(Stored dataset items)
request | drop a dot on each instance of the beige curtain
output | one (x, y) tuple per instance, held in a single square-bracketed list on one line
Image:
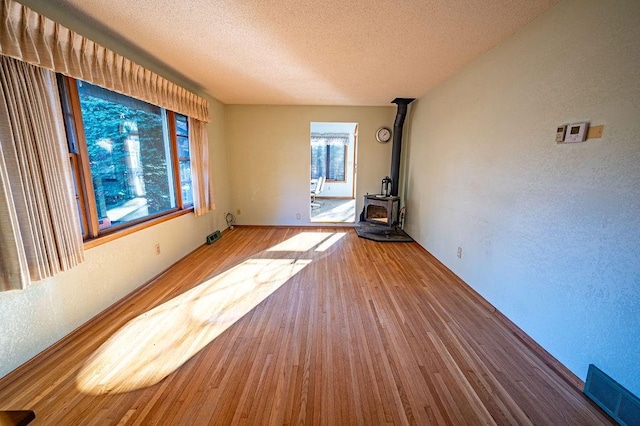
[(32, 38), (203, 200), (39, 224)]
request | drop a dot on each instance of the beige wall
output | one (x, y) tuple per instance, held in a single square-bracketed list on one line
[(269, 155), (550, 233)]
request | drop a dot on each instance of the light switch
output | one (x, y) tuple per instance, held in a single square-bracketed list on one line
[(560, 133)]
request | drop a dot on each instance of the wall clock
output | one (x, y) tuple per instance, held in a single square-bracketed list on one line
[(383, 134)]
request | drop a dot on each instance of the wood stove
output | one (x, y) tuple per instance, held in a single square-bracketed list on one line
[(380, 218), (382, 211)]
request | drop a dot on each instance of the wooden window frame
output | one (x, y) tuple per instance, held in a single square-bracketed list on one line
[(92, 234)]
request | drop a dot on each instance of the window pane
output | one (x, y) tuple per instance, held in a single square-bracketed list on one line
[(336, 162), (129, 155), (182, 130), (318, 160)]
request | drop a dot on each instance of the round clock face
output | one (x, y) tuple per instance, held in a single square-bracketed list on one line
[(383, 135)]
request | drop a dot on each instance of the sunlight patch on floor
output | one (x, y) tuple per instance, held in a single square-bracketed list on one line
[(153, 345), (304, 241)]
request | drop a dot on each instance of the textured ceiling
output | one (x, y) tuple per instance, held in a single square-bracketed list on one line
[(309, 52)]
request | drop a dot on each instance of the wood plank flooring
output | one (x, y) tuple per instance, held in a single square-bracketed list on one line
[(298, 326)]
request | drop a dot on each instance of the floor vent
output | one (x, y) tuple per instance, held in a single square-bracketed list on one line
[(617, 401)]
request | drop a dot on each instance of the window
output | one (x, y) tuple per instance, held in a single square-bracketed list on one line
[(329, 155), (184, 160), (131, 158)]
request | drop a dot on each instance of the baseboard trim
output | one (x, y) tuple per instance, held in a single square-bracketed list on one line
[(46, 353), (549, 360)]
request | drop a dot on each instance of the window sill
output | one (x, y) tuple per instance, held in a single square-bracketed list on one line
[(94, 242)]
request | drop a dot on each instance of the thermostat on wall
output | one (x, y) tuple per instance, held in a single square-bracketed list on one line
[(560, 133), (576, 132)]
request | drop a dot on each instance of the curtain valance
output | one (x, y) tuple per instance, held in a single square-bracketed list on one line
[(35, 39)]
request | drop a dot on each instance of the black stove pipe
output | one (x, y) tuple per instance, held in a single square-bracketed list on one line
[(397, 142)]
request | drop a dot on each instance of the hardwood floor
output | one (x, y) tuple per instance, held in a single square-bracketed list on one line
[(304, 326)]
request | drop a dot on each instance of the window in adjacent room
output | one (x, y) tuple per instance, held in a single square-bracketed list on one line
[(329, 155)]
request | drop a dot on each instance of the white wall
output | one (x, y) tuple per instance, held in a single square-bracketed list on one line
[(550, 233), (269, 152), (35, 318)]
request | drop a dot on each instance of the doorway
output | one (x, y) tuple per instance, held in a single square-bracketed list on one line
[(333, 167)]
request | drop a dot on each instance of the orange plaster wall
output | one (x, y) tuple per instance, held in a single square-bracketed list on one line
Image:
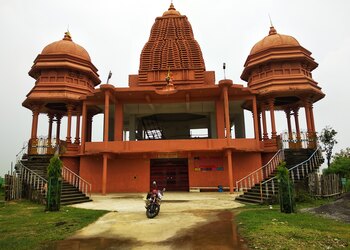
[(245, 163), (123, 175), (266, 157), (242, 164), (91, 171), (128, 175), (71, 163), (207, 178)]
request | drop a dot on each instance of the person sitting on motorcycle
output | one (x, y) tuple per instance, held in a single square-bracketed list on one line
[(154, 190)]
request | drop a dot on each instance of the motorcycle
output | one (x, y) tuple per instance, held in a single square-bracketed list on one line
[(153, 201)]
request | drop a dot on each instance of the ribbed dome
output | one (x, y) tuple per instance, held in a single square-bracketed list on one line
[(171, 45), (66, 46), (274, 40)]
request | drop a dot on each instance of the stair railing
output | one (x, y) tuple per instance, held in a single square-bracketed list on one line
[(78, 182), (297, 172), (31, 178), (23, 151), (260, 174)]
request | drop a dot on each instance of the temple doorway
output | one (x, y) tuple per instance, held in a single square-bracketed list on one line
[(171, 174)]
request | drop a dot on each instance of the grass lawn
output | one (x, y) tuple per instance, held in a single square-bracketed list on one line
[(25, 225), (265, 228)]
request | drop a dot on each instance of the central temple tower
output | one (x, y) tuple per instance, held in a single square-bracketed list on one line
[(171, 47)]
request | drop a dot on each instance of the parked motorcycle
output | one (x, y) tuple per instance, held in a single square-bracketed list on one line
[(153, 201)]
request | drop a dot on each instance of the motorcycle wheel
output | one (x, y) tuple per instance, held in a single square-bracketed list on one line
[(152, 211)]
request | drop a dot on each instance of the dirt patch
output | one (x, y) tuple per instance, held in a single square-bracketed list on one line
[(217, 231), (338, 210)]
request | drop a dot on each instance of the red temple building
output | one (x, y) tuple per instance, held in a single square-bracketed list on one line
[(174, 123)]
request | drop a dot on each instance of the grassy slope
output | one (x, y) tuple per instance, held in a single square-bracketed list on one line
[(265, 228), (25, 225)]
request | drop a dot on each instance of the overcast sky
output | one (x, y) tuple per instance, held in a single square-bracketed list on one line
[(114, 32)]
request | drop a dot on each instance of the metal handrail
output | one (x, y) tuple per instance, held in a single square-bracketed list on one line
[(258, 175), (20, 154), (31, 178), (309, 166), (78, 182)]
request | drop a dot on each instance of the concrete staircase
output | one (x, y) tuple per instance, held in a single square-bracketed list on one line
[(69, 194), (268, 191)]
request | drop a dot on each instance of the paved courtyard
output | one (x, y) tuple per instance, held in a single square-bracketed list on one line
[(186, 221)]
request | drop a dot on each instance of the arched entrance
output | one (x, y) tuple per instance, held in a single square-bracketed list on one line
[(171, 174)]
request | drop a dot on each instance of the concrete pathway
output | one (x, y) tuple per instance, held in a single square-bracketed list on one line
[(180, 214)]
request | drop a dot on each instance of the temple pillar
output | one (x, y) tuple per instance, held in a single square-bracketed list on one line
[(307, 116), (69, 122), (118, 122), (263, 114), (104, 174), (132, 127), (58, 128), (49, 132), (35, 120), (272, 116), (227, 112), (259, 126), (290, 131), (297, 128), (255, 118), (106, 117), (83, 128), (311, 135), (77, 130), (220, 124), (230, 171), (89, 127), (212, 130), (312, 119)]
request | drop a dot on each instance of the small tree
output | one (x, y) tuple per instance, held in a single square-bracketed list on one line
[(327, 138), (54, 187), (340, 164), (285, 189)]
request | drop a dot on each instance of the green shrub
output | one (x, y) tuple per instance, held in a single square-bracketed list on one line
[(54, 185), (285, 189)]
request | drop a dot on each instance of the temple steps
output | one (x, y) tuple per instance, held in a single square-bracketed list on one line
[(269, 193)]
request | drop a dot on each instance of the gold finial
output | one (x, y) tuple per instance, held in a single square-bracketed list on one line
[(169, 77), (272, 30), (171, 6), (67, 36)]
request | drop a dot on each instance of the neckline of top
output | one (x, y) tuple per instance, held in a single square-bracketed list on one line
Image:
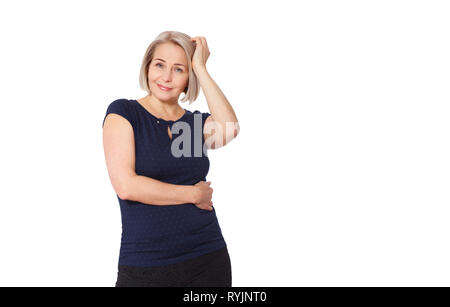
[(158, 118)]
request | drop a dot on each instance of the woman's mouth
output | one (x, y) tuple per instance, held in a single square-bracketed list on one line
[(163, 88)]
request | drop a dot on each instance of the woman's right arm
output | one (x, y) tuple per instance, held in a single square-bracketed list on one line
[(118, 145)]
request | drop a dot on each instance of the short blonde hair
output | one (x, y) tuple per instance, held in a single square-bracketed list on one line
[(184, 41)]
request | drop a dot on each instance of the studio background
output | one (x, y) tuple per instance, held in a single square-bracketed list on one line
[(340, 173)]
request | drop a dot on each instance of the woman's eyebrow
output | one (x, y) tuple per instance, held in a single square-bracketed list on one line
[(173, 64)]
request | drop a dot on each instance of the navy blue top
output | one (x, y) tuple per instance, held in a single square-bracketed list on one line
[(157, 235)]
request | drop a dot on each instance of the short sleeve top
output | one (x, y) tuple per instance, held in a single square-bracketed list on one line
[(157, 235)]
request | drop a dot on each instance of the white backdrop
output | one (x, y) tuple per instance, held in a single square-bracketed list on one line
[(340, 175)]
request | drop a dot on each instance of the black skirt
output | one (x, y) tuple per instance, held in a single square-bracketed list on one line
[(209, 270)]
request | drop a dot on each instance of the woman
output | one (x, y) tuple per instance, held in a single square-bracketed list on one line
[(170, 232)]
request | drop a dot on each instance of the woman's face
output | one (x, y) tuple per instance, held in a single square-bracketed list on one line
[(169, 69)]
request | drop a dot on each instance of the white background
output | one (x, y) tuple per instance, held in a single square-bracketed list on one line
[(340, 175)]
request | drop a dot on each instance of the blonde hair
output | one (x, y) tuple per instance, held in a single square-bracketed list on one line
[(184, 41)]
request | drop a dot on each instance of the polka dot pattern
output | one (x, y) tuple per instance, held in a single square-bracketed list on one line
[(154, 235)]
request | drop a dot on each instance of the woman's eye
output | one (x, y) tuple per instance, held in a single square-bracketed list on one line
[(162, 65)]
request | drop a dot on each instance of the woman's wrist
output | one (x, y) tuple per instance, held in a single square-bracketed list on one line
[(192, 194)]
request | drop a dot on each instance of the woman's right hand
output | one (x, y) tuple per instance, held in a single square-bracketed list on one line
[(203, 195)]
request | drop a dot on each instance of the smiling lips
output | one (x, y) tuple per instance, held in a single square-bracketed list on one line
[(163, 88)]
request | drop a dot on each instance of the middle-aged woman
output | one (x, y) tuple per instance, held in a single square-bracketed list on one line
[(170, 232)]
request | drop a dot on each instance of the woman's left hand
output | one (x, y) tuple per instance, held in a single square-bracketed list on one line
[(201, 53)]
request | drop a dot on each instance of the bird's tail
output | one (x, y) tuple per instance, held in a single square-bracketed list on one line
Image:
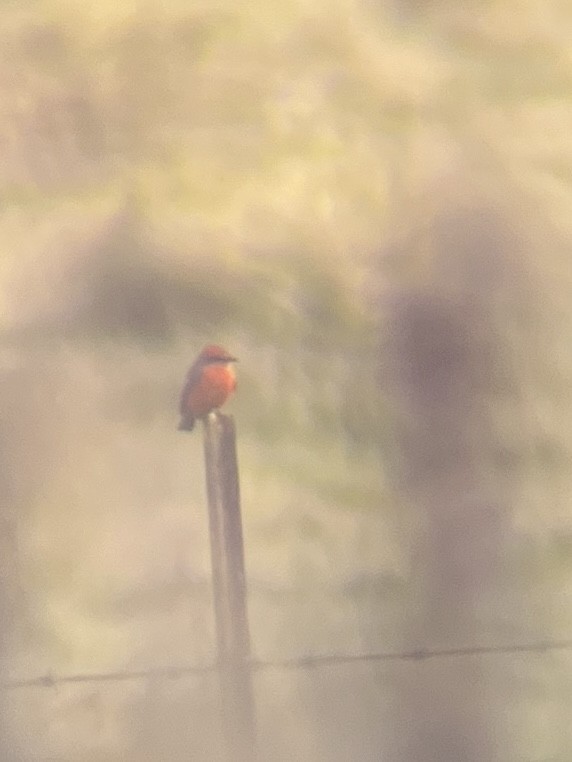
[(187, 423)]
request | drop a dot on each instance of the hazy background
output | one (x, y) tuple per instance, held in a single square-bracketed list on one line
[(370, 204)]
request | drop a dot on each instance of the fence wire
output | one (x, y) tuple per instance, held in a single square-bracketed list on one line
[(50, 680)]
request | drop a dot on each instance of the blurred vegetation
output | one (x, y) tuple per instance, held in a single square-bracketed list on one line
[(276, 177)]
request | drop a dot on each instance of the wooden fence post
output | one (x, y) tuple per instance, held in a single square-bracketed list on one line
[(229, 587)]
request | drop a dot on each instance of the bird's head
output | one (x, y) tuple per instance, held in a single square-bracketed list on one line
[(213, 353)]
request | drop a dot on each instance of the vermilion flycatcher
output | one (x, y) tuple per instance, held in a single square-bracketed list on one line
[(210, 382)]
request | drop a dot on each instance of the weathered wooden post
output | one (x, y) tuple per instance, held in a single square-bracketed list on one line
[(229, 587)]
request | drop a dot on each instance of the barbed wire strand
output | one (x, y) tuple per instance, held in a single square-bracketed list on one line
[(49, 680)]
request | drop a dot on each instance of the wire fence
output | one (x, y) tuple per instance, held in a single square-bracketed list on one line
[(51, 680)]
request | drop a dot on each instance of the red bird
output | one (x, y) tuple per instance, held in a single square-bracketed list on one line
[(210, 382)]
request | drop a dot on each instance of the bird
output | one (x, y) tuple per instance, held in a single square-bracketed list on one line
[(209, 383)]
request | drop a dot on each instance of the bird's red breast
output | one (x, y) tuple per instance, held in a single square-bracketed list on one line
[(210, 381)]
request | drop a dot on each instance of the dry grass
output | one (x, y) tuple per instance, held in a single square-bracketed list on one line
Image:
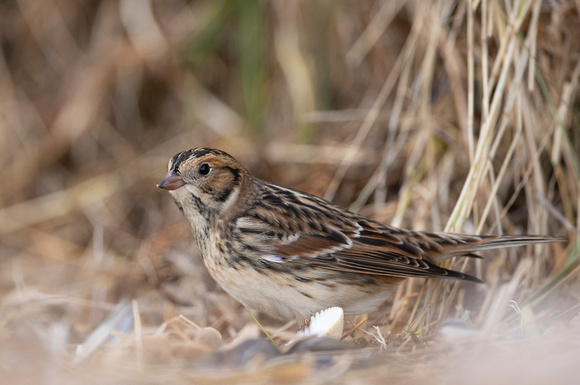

● EXERCISE:
Render the lines of the listing, starting at its first line and ending at the line that contains "[(560, 133)]", as a JSON list of strings with one string per line and blank lines omitted. Leave the pictures out of the answer.

● SOLUTION TO THIS TASK:
[
  "request | drop a dot on each instance of the beige curtain",
  "output | one (x, y) tuple per instance, held in a single square-bracketed list on one line",
  "Image:",
  "[(32, 38), (203, 200), (39, 224)]",
  "request | drop a dot on each instance of the beige wall",
  "output | one (x, y) tuple per instance, held in a single square-bracketed list on one line",
  "[(269, 155), (550, 233)]",
  "request | drop a dot on each instance of the light switch",
  "output | one (x, y) tuple per instance, held in a single square-bracketed list on one line",
  "[(560, 133)]"
]